Direction 1
Please duplicate the MBR discussion from "Grub may install" down to "cd to boot.".
Direction 2
In the MBR discussion, do these statements agree with it? Answer yes or no for each, quoting the deciding words. (a) The partition table in the MBR holds up to four partitions only. (b) The faculty said the MBR sits in the last sector of the hard drive. (c) The first sector of a partition is called the boot sector.
Direction 3
List every bootloader the MBR discussion names.

=== Supplied text ===

Please clear my doubts if I am right or wrong. As per my assimption
1. MBR resides at very first sector of the HDD and location of partitiions
start after MBR. MBR is not part of the first partition and MBR is not
located on first sector of the first partition.
2. In case of Single boot of Linux or Dual boot with xp grub stage 1 boot
loader is always on MBR and it locates grub stage 2 boot loader form
/boot partition.
While learning Linux my faculty told that MBR resides in the first sector of the first partition.
And on MBR there is a bootable exe which is not grub and something else.
I think what he is teaching us is wrong.
Please guide me if I am right or wrong.
If possible please provide me detailed info. about it.
The MBR is the first sector of the hard drive. The MBR contains the partition table (up to 4 partitions only), plus the first part of the bootloader, which tells where to find the rest of the bootloader. If the only OS installed is Windows XP (or some other Windows flavor), the MBR has part of windows ntldr along with the partition table. If the OS is Linux, then the MBR has the partition table plus part of the Linux bootloader (grub, lilo, or some other).
In the case of Linux, the stage 1 of grub tells grub where to find the rest of grub (in /boot directory).
Grub may install stage 1 to the MBR, but it may also be installed elsewhere if the system administrater chooses to use Windows ntldr as the bootloader. In that case, the first sector of the partition may be used in a manner similar to the MBR. That first sector of the partition is called the boot sector.
To understand better, suppose you install a Linux distribution, but you don't want the bootloader in the MBR. During installation, you choose to install grub to the root partition. In that cast the boot sector (the first sector of the partition) comes into play. Grub stage 1 and the partition go into the boot sector, with the rest of grub in /boot directory.
If you choose to install the bootloader to the root of the filesystem, you either need another bootloader in the MBR to boot, or you need a boot floppy or boot cd to boot.
One day some-one (me ???) should go and correct that article.
Perhaps someone has; I see that the article was changed on 2008.02.15.
I often cite articles there because they are accessible to most people. A book like Scott Mueller's Upgrading and Repairing PCs can be useful in situations like this, but is often overkill**2. I certainly agree that Wikipedia is not always 100% correct.
What would be the 3 most important corrections you would make to the MBR article at http://en.wikipedia.org/wiki/Mbr ? ... cheers, makyo
One more query.

=== Dataset rows ===

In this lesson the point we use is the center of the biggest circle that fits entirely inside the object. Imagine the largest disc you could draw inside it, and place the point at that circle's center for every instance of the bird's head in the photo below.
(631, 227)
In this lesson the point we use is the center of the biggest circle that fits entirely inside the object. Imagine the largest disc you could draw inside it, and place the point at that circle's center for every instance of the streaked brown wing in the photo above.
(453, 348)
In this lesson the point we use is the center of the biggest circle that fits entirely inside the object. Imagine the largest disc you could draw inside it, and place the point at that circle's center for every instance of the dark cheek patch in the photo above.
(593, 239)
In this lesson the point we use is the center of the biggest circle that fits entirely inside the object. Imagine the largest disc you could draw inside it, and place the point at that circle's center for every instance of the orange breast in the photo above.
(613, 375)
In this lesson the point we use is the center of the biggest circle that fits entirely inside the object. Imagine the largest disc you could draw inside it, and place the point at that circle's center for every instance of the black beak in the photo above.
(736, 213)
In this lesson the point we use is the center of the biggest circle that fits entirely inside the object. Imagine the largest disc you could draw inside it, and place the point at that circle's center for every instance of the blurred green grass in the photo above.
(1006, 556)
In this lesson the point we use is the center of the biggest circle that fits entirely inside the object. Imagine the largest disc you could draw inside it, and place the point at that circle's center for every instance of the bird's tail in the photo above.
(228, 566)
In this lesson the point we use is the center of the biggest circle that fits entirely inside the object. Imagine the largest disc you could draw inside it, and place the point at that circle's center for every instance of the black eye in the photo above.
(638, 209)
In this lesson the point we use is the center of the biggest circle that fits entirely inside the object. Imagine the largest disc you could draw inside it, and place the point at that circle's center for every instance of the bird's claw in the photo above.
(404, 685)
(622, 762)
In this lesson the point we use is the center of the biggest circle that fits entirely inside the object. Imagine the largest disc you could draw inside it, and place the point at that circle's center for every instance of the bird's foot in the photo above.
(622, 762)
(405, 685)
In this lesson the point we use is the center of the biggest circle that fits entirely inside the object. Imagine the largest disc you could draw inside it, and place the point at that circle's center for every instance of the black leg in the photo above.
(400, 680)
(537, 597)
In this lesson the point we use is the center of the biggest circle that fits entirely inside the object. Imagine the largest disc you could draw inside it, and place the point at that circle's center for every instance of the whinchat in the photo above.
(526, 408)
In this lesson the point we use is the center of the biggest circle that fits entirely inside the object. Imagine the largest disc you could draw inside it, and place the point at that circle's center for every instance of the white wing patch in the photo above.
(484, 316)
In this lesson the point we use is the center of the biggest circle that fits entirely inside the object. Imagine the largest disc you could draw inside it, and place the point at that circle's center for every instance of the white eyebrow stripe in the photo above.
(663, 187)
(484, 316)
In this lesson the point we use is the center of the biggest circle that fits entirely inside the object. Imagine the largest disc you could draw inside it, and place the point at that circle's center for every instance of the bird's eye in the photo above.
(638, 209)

===

Complete output 1
Grub may install stage 1 to the MBR, but it may also be installed elsewhere if the system administrater chooses to use Windows ntldr as the bootloader. In that case, the first sector of the partition may be used in a manner similar to the MBR. That first sector of the partition is called the boot sector.
To understand better, suppose you install a Linux distribution, but you don't want the bootloader in the MBR. During installation, you choose to install grub to the root partition. In that cast the boot sector (the first sector of the partition) comes into play. Grub stage 1 and the partition go into the boot sector, with the rest of grub in /boot directory.
If you choose to install the bootloader to the root of the filesystem, you either need another bootloader in the MBR to boot, or you need a boot floppy or boot cd to boot.

Complete output 2
(a) Yes: "The MBR contains the partition table (up to 4 partitions only)"
(b) No: "my faculty told that MBR resides in the first sector of the first partition."
(c) Yes: "That first sector of the partition is called the boot sector."

Complete output 3
grub, lilo, ntldr